Ordained in 1975, Professor Davies is both an anthropologist and a theologian who sees great value in ritual and ceremony. “Ritual is good for well-being for a battery of social-psychological reasons. To have that taken away, or just replaced by an online thing, I don’t think cuts the mustard at all, really.”
The need for rituals that are tactile and collective is driving some new ways to remember people. The Revd Lee Taylor looks after four churches around Llangollen, Denbighshire, in Wales, and has invited bereaved families to collect pebbles or stones. When the pandemic is over, they will be invited to a service at which they can “honour their departed loved ones by placing their stones in the shape of a cross”, Mr Taylor says.
A memorial on a national scale is something that Professor Davies would welcome. “I think they should put it in the National Memorial Arboretum. All British life is there.”
The national remembrance site is home to 400 memorials, and has announced that a memorial to NHS staff and other key workers would fit its criteria. For now, the first national memorial to the pandemic is online: the St Paul’s Cathedral digital book of remembrance, Remember Me, where people can upload a photo and a brief tribute.
Little thought has been given to those who die when homeless. No official body was logging how and when homeless people died, until the London-based Bureau of Investigative Journalism began investigating 800 cases in 2017.
The resulting Dying Homeless Project is now under the wing of the Museum of Homelessness, which posts a tribute to every life lost: more than 1460 since October 2017 when it began. A co-founder, Matt Turtle, says: “We must remember people in terms of their humanity, their character, their personality, the things that they loved, and the people who loved them.”
UNDERSTANDING and responding to the emotional costs of grieving during the pandemic are also important. Linda Magistris, of the Good Grief Trust, encourages anyone struggling to phone the free Covid-19 bereavement helpline staffed by NHS nurses: one of the services promoted by the trust’s “good grief card”. This was launched in response to the struggle faced by hospitals, schools, and HR departments to deliver appropriate bereavement support.
The well-being of people working in the funeral industry is a particular concern. “Our funeral directors are dealing with hard stuff,” Canon Millar says, “and, apart from anything else, we should be praying for them and offer our pastoral care to them.”

§ **DATA FOR REVIEW**:
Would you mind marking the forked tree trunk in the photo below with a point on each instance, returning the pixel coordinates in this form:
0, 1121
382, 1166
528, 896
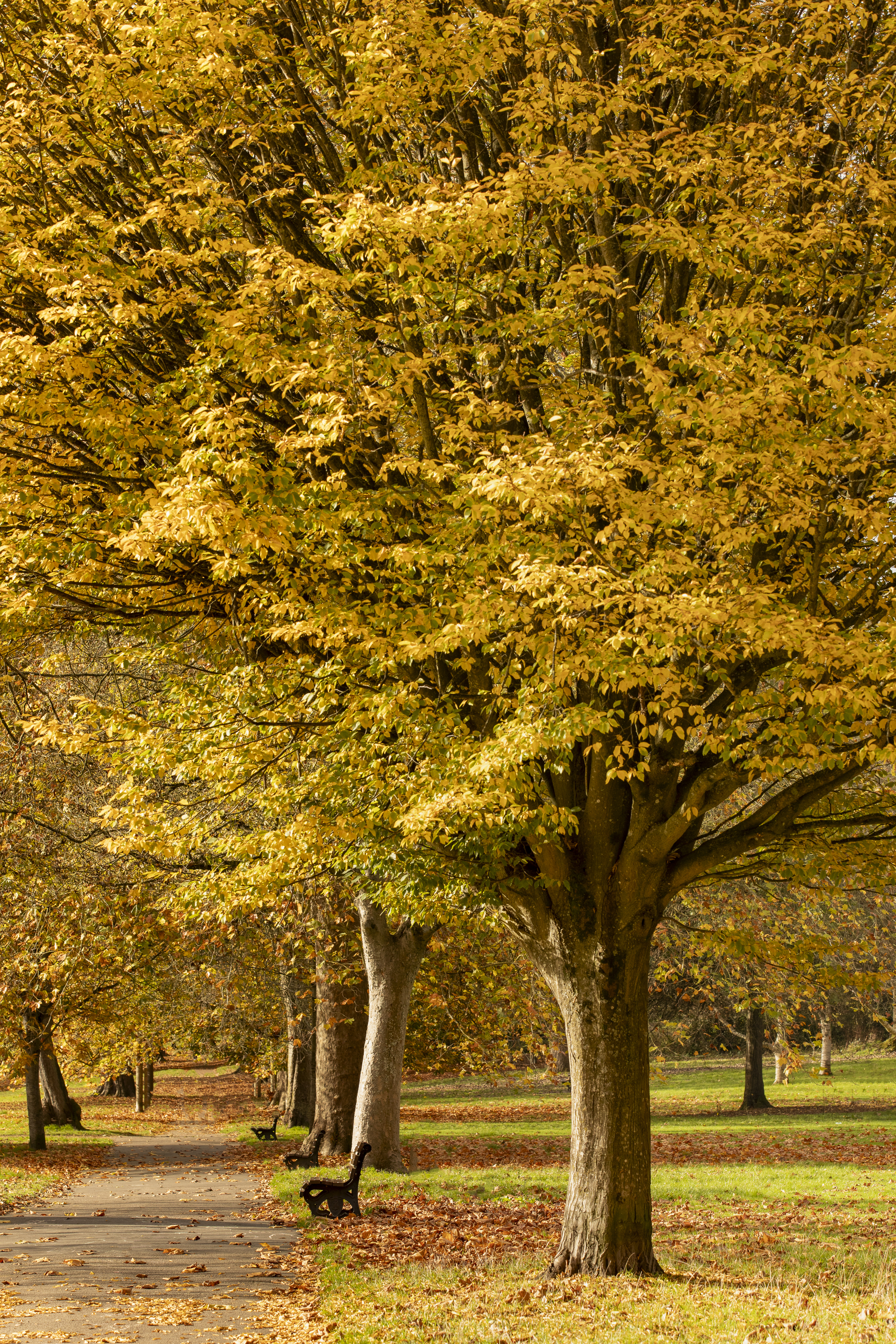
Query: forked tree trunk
31, 1037
297, 994
391, 962
342, 1026
58, 1107
608, 1220
754, 1084
825, 1040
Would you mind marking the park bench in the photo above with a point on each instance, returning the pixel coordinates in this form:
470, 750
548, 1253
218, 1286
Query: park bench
309, 1159
335, 1194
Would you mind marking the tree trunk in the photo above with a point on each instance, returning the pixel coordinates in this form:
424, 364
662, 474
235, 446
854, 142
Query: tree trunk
754, 1085
781, 1052
391, 962
561, 1054
297, 993
825, 1041
58, 1107
31, 1037
608, 1218
342, 1027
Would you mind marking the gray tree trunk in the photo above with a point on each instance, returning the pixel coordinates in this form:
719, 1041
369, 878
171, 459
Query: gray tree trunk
33, 1032
297, 993
754, 1084
608, 1224
58, 1107
391, 962
342, 1026
825, 1040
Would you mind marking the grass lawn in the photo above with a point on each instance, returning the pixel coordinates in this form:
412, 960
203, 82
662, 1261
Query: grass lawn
766, 1225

§ **DESCRIPTION OF THE TASK**: Write the next part of the article on mourning and remembering the dead during the pandemic, picking up after its final sentence.

§ **ANSWER TO THIS TASK**:
Sue Holden, who chairs the Institute of Celebrants, says: “I think there was a little bit of antagonism towards civil celebrants that we were still carrying on doing funerals — that we should be doing what the Church was doing, and not doing them at all.
“But I feel that, in a way, the Church missed out, because those who were shutting the door did push people into doing direct cremations or into having a celebrant. There’s a place for both.”
Whether or not a physical monument rises up, there is hope that healing on an individual and societal level is still possible. A board-certified chaplain, the Revd Earl Johnson, whose new book Finding Comfort During Hard Times: A guide to healing after disease, violence, and other community trauma draws on decades of ministry on the frontline of terrible disasters, has expressed concern for clergy who are serving at what he calls the “ground zero of the pandemic”.
Speaking on the anniversary of 9/11, Mr Johnson asks: “If you can’t take care of yourself, how can you take care of your parishioners? It’s like the aeroplane instruction: put on your oxygen mask first, and then help someone else put on their oxygen mask. We’re no good to anyone else if we’re burnt out.
“My advice is that there has to be some wisdom in the congregation to nurture your leaders, and make sure that you are very rigid about taking a day off, because one of the red flags for anyone is they think no one else can do their job.
“Just remember, be a part of a team. You don’t have to do this by yourself. You can be part of a healing team.”